** begin **
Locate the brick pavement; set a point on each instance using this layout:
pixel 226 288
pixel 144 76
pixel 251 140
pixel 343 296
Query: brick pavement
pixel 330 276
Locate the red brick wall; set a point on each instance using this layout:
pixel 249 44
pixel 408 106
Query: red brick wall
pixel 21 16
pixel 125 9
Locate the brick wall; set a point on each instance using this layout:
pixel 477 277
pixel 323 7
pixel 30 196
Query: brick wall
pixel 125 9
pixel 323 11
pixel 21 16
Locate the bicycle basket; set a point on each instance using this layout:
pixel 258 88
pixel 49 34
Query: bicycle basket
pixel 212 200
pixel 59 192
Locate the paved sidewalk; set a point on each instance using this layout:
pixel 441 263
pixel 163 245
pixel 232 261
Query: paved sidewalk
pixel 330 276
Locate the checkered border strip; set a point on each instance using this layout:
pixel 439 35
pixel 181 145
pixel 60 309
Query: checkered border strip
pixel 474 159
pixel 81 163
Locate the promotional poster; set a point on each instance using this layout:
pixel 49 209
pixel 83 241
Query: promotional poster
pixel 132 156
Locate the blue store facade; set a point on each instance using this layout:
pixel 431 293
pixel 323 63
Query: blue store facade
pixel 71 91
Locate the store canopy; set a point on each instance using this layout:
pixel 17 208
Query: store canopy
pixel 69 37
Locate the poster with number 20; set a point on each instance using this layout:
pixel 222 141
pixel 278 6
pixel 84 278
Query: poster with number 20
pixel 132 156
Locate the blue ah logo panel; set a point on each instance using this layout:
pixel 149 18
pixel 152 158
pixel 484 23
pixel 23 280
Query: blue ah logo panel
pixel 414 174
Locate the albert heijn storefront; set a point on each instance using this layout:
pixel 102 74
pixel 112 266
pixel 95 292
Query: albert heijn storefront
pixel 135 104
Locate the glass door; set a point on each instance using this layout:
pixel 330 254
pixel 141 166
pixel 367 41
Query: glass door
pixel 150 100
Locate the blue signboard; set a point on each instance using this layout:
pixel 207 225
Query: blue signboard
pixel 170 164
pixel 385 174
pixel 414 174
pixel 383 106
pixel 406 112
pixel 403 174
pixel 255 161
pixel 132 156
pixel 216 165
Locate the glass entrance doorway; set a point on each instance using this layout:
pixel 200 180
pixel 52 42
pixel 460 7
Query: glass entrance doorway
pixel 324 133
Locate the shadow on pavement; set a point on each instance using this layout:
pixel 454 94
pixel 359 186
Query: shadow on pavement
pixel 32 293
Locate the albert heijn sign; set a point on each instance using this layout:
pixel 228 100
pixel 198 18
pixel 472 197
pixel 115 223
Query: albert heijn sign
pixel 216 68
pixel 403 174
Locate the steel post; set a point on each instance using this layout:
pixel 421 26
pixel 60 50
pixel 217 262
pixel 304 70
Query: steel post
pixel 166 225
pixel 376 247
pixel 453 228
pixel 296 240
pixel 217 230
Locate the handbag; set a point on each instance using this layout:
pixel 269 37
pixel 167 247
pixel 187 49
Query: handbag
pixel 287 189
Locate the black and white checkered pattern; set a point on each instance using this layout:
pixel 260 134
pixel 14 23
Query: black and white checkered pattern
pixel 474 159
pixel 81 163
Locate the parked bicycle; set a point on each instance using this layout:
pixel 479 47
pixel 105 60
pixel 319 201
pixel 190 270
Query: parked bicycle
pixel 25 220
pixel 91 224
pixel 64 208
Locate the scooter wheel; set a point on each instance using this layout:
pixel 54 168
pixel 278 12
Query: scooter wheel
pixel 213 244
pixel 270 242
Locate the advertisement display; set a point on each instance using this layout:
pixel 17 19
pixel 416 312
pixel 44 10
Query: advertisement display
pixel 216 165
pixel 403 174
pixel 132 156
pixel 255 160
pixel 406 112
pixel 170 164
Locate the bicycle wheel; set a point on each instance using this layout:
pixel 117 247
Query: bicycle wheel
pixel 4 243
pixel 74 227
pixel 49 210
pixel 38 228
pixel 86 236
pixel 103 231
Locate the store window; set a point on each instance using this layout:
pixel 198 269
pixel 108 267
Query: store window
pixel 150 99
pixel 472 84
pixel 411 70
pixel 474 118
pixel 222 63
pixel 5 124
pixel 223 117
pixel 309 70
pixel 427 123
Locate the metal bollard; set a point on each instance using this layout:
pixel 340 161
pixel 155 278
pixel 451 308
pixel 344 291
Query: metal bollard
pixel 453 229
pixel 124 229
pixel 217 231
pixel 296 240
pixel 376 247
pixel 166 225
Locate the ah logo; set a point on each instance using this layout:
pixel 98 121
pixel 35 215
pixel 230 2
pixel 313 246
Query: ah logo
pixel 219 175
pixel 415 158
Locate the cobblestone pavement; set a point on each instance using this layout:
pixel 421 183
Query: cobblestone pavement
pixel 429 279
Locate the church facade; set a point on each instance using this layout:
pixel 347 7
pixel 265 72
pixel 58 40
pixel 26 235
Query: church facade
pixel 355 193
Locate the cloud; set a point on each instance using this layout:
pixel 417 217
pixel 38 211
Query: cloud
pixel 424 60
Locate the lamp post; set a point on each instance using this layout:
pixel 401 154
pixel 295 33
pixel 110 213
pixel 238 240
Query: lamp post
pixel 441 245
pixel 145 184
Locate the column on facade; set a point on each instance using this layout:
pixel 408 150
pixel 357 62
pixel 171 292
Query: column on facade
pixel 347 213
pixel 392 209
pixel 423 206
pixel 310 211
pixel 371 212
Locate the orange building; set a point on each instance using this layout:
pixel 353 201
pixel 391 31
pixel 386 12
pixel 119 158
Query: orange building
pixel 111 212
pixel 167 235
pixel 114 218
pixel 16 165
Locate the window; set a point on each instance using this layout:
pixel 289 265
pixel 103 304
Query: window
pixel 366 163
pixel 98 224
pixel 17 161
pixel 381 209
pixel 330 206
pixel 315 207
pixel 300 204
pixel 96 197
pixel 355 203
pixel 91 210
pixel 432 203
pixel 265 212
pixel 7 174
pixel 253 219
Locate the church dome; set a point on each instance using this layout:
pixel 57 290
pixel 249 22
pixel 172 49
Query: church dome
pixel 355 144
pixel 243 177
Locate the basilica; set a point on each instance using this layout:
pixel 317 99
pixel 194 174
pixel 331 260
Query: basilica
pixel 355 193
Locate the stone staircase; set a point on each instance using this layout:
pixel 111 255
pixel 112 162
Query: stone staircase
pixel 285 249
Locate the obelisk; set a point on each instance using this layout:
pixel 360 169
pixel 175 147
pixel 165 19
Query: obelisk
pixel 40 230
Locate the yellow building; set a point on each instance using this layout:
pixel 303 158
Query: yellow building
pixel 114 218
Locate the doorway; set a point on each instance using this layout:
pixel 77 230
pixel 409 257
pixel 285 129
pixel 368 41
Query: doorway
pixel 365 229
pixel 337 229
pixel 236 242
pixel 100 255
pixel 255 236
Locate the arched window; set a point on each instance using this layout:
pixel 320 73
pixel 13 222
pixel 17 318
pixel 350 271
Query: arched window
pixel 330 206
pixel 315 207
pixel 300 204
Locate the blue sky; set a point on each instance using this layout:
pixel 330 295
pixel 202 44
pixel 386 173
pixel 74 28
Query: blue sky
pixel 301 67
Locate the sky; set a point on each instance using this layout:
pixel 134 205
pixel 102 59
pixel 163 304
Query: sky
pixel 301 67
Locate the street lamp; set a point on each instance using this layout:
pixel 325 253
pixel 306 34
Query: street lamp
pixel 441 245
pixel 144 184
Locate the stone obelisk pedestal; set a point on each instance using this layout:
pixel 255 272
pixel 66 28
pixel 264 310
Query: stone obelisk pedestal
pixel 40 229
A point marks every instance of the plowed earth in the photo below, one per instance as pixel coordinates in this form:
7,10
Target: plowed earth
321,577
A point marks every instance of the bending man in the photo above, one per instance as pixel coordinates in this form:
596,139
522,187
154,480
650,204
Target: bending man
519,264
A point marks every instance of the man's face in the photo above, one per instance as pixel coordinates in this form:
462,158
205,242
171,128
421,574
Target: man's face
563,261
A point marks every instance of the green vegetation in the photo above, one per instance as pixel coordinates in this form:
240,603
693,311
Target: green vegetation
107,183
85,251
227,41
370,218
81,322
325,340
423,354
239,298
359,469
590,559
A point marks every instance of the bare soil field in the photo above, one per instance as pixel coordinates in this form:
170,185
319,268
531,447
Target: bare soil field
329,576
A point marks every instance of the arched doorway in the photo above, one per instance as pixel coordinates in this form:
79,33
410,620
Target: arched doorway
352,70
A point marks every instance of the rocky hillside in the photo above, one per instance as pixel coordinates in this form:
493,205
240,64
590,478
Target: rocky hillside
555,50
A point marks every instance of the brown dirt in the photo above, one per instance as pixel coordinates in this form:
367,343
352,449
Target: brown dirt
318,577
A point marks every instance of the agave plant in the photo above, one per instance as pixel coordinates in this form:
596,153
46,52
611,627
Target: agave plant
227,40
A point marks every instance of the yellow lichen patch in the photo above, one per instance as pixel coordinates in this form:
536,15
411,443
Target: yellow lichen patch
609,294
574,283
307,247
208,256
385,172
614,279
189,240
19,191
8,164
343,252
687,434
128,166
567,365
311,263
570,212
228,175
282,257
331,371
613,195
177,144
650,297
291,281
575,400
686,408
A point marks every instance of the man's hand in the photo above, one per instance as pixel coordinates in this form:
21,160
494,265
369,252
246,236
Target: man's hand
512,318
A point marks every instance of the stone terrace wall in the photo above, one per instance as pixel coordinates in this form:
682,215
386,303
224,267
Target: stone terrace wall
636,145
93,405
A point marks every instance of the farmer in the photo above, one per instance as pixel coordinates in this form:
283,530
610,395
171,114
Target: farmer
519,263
** end **
Please retype the data above from the line containing "Locate the basilica;" through the line containing "pixel 40 230", keeping every line unchanged.

• _WRITTEN RESPONSE_:
Locate the basilica; set a point on each instance using this layout:
pixel 317 99
pixel 194 174
pixel 331 260
Query: basilica
pixel 355 193
Locate the stone staircase; set a point on each instance using this layout:
pixel 111 255
pixel 112 162
Query: stone staircase
pixel 285 249
Locate the obelisk; set a point on each instance using this layout:
pixel 360 169
pixel 175 147
pixel 165 19
Query: obelisk
pixel 40 230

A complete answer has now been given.